Directive: Copy the lines verbatim, beginning with the line that contains "Each instance of the blue sky" and continuing through the end of the data, and only those lines.

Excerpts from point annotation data
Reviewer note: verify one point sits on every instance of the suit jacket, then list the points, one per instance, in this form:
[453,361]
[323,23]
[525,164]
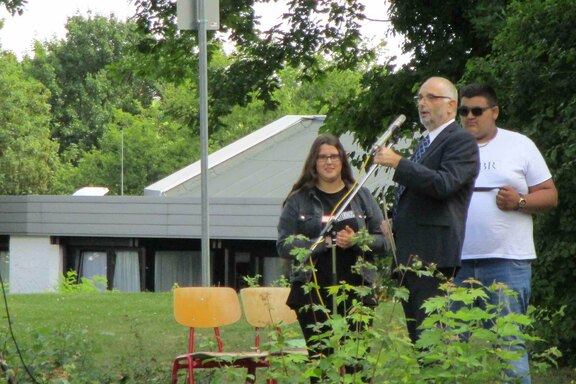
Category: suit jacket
[431,214]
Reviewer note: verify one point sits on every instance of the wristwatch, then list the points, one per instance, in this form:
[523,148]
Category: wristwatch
[521,203]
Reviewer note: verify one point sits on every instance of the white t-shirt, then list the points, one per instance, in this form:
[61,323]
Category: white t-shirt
[510,158]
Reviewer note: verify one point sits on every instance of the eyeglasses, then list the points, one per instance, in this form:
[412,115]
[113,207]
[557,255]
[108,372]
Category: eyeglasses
[325,158]
[476,111]
[429,97]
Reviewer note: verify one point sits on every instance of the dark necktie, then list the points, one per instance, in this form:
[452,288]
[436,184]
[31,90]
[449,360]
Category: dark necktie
[416,156]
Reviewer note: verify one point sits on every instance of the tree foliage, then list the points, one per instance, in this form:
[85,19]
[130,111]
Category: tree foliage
[77,72]
[533,65]
[28,156]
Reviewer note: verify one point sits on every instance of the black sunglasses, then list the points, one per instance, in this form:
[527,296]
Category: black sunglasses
[476,111]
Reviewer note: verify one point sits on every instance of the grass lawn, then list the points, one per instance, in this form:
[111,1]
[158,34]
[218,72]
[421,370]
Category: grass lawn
[124,329]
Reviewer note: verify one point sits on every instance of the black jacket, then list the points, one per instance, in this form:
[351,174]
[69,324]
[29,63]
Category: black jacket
[302,215]
[431,214]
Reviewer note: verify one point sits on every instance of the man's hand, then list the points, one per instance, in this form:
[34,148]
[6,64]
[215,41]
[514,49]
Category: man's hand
[386,228]
[344,237]
[387,157]
[507,198]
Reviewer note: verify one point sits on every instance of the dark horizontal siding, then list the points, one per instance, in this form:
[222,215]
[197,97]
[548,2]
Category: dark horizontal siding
[138,216]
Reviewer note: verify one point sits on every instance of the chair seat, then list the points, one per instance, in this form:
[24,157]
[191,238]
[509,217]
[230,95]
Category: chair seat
[224,356]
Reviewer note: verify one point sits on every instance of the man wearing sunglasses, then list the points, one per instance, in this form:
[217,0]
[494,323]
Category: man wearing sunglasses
[514,182]
[434,190]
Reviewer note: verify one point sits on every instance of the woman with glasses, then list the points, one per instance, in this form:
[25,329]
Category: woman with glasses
[318,193]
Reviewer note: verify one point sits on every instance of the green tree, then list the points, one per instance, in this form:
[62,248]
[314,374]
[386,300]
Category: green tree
[155,141]
[14,6]
[85,91]
[28,157]
[533,66]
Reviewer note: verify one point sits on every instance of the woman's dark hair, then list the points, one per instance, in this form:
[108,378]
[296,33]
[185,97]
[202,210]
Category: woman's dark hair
[309,176]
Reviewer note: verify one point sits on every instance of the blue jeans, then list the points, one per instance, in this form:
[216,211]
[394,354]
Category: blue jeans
[517,275]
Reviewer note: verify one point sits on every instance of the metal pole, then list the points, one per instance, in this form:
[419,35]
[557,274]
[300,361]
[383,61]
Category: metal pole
[122,161]
[203,83]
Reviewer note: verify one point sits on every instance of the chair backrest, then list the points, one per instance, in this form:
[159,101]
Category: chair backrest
[206,307]
[266,305]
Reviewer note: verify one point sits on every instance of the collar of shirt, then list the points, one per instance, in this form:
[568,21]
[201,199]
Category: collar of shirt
[437,131]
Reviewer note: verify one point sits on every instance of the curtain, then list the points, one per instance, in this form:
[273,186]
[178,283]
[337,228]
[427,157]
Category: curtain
[94,264]
[176,267]
[127,272]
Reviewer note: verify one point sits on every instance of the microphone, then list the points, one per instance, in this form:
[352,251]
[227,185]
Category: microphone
[386,136]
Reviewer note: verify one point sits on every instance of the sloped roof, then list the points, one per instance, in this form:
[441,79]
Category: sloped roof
[263,164]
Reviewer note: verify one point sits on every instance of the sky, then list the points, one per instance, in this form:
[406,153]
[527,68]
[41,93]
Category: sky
[45,19]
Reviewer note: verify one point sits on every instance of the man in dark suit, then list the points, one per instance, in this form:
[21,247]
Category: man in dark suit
[434,192]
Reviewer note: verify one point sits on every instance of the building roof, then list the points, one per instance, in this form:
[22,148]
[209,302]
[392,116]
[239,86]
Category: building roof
[263,164]
[248,181]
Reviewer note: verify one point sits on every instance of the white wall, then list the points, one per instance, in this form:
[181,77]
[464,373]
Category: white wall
[35,264]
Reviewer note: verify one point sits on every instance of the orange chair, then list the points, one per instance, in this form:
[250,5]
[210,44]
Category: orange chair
[266,307]
[210,307]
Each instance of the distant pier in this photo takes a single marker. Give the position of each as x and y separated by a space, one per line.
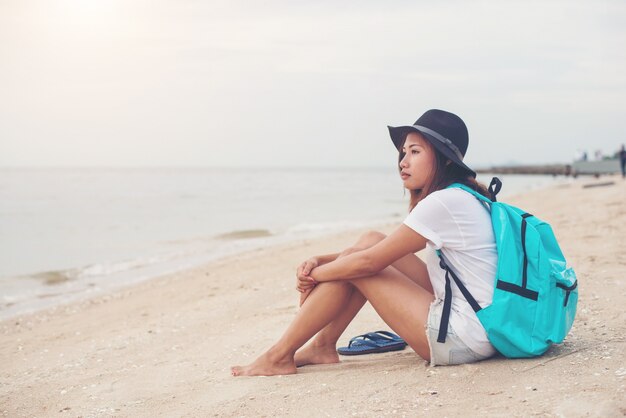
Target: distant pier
593 168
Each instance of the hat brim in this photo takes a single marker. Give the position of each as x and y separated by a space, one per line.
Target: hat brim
398 135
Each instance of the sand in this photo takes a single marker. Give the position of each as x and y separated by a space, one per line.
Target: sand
164 347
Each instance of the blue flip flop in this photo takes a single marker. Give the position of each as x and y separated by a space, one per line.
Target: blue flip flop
373 342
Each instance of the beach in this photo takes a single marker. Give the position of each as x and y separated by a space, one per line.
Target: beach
164 347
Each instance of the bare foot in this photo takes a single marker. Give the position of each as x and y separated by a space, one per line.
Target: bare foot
314 354
266 365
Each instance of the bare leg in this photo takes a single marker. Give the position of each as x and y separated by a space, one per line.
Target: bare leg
322 306
323 348
401 303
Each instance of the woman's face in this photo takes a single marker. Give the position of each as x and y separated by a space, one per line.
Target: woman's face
418 163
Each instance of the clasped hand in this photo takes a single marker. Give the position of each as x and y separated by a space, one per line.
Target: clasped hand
304 282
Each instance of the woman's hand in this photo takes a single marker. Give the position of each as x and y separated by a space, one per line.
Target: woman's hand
304 282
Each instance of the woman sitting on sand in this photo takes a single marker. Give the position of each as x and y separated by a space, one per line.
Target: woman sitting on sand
384 270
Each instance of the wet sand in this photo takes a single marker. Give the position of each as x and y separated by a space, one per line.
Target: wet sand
164 347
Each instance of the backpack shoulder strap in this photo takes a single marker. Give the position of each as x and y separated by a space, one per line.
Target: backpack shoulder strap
494 188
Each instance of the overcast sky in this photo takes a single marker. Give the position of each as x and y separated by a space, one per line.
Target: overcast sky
289 83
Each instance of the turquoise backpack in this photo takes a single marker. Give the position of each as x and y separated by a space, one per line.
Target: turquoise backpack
535 295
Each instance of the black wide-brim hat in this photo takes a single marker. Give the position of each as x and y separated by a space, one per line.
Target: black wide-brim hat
444 130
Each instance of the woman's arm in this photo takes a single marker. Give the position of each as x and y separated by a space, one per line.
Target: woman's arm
364 263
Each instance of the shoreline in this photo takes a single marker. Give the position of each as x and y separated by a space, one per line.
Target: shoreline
164 346
31 293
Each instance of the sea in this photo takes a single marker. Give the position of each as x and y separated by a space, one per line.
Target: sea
73 233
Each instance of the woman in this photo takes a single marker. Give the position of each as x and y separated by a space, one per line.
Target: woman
406 292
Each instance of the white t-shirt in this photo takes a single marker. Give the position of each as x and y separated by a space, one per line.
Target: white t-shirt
459 225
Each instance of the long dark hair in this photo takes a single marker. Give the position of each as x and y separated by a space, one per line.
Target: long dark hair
444 174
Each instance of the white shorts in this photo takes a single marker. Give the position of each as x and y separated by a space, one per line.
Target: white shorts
453 351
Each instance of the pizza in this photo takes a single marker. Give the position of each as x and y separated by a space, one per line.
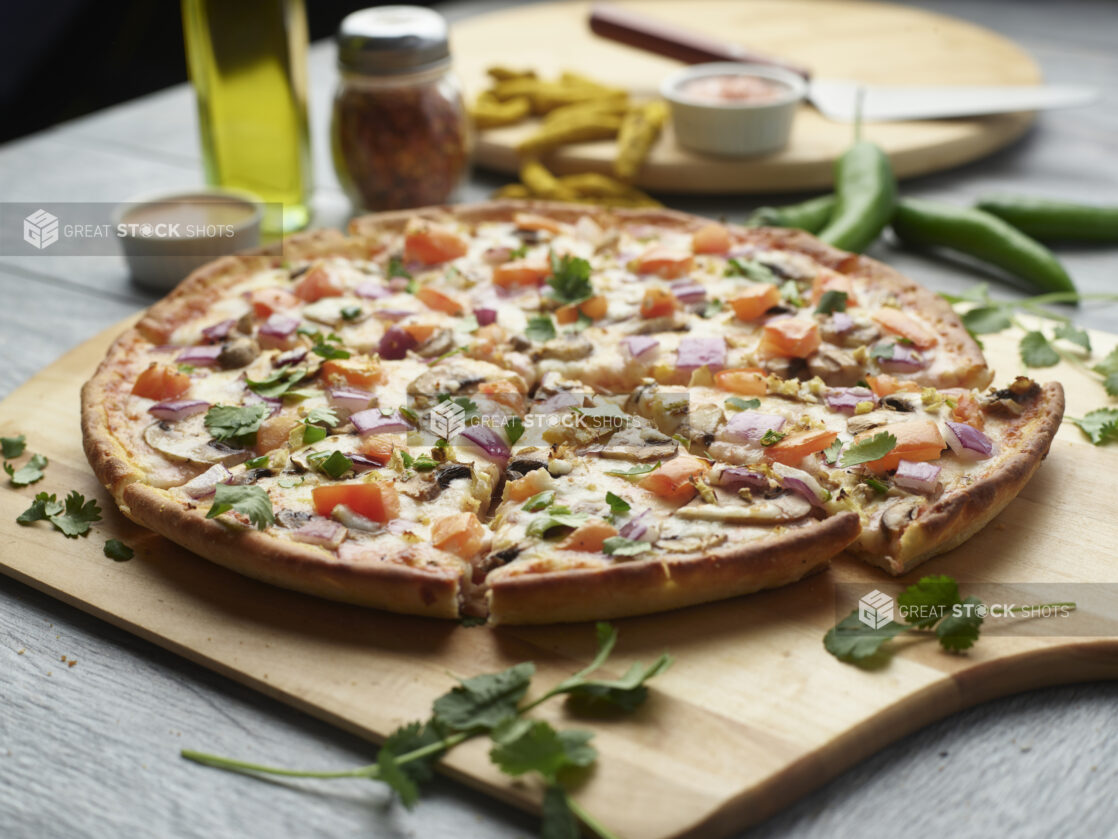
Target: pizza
538 413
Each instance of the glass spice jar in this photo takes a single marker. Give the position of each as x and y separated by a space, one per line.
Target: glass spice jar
400 133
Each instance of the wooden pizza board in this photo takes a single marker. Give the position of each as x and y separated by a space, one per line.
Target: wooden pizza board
754 713
865 41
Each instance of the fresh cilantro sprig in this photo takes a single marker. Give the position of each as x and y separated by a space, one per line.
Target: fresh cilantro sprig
493 705
932 604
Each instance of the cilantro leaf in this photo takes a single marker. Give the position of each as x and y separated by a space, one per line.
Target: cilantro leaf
1100 426
1069 332
252 501
832 301
621 546
484 701
737 402
120 552
870 449
12 446
958 632
986 319
532 745
540 329
231 422
1036 351
852 641
570 279
29 472
77 516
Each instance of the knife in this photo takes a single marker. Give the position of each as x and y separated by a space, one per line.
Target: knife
837 99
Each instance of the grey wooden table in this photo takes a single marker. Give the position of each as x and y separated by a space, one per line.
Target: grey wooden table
92 750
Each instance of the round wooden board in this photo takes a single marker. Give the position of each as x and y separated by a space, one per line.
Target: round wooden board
869 41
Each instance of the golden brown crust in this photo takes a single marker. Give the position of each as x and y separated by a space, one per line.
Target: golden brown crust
958 515
640 587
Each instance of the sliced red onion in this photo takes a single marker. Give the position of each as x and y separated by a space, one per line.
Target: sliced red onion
695 352
641 345
688 292
395 343
205 356
841 322
178 408
349 398
489 441
218 331
967 442
735 477
370 290
321 531
919 477
373 422
748 426
205 483
291 357
485 314
846 398
905 359
799 481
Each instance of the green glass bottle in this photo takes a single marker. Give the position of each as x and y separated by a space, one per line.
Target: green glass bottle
247 60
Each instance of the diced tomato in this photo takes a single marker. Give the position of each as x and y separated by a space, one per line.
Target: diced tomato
832 281
752 301
795 448
378 448
267 302
432 245
917 440
439 301
461 534
376 501
790 337
745 380
672 481
530 484
884 384
161 383
318 283
274 432
711 239
665 262
659 303
521 272
593 308
900 323
359 371
532 222
589 536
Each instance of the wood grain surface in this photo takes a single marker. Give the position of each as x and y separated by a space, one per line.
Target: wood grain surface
754 714
848 39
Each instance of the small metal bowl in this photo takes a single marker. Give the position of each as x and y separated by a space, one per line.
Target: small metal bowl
167 236
733 128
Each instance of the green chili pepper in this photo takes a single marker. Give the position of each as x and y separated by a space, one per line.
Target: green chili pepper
1054 220
982 235
867 190
811 215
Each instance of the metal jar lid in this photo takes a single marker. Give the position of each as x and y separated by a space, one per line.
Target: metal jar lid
392 39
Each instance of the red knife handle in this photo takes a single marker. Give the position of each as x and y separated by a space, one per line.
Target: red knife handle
636 30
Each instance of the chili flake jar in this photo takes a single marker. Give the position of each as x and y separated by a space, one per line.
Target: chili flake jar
400 133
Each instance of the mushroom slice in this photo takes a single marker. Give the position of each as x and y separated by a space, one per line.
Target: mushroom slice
188 442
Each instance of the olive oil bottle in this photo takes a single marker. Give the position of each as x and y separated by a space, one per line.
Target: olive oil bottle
247 60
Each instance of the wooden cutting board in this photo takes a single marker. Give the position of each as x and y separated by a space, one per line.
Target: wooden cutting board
752 715
867 41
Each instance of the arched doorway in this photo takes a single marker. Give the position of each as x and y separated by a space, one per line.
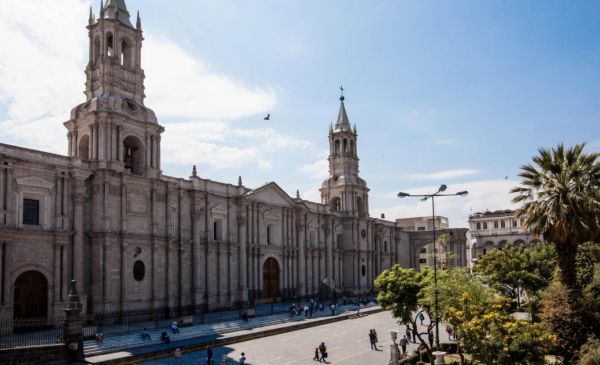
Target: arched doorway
31 296
271 278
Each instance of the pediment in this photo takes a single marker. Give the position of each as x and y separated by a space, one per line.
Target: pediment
34 181
271 194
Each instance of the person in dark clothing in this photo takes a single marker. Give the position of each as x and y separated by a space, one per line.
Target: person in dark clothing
323 351
372 340
209 356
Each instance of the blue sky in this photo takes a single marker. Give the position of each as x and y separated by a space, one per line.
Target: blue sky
454 92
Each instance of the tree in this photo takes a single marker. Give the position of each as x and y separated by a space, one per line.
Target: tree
513 270
400 291
485 329
560 197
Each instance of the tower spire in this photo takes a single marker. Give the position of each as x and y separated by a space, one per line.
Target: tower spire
342 122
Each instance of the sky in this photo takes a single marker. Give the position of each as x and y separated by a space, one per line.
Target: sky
460 93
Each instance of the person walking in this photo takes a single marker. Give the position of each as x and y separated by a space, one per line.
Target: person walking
209 355
372 340
323 352
421 318
403 344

Reply:
Each instance of the blue sky in this photo takes a single marker. Give the position of each as x and y separated by a space, one per line.
Target: blue sky
454 92
Each instance of the tree in this photo takes a single marker. Give the position of each as x and y separated by a space, one per line.
Target: tree
513 270
400 291
485 329
560 197
Each instance of the tower spire in this photo takes a single marker. Give the position of each as x and y separated by a space, one per line.
Target: tower spire
342 122
Each instance of the sky in this photo takes a single marker. Give the position of each as x and y separated by a space, one per line.
Target: sky
460 93
Each instance of the person walking in this photo takes a single marker. Give the position of each as x and y separated by a space, one per line.
Target: person walking
209 355
372 340
323 352
421 318
403 344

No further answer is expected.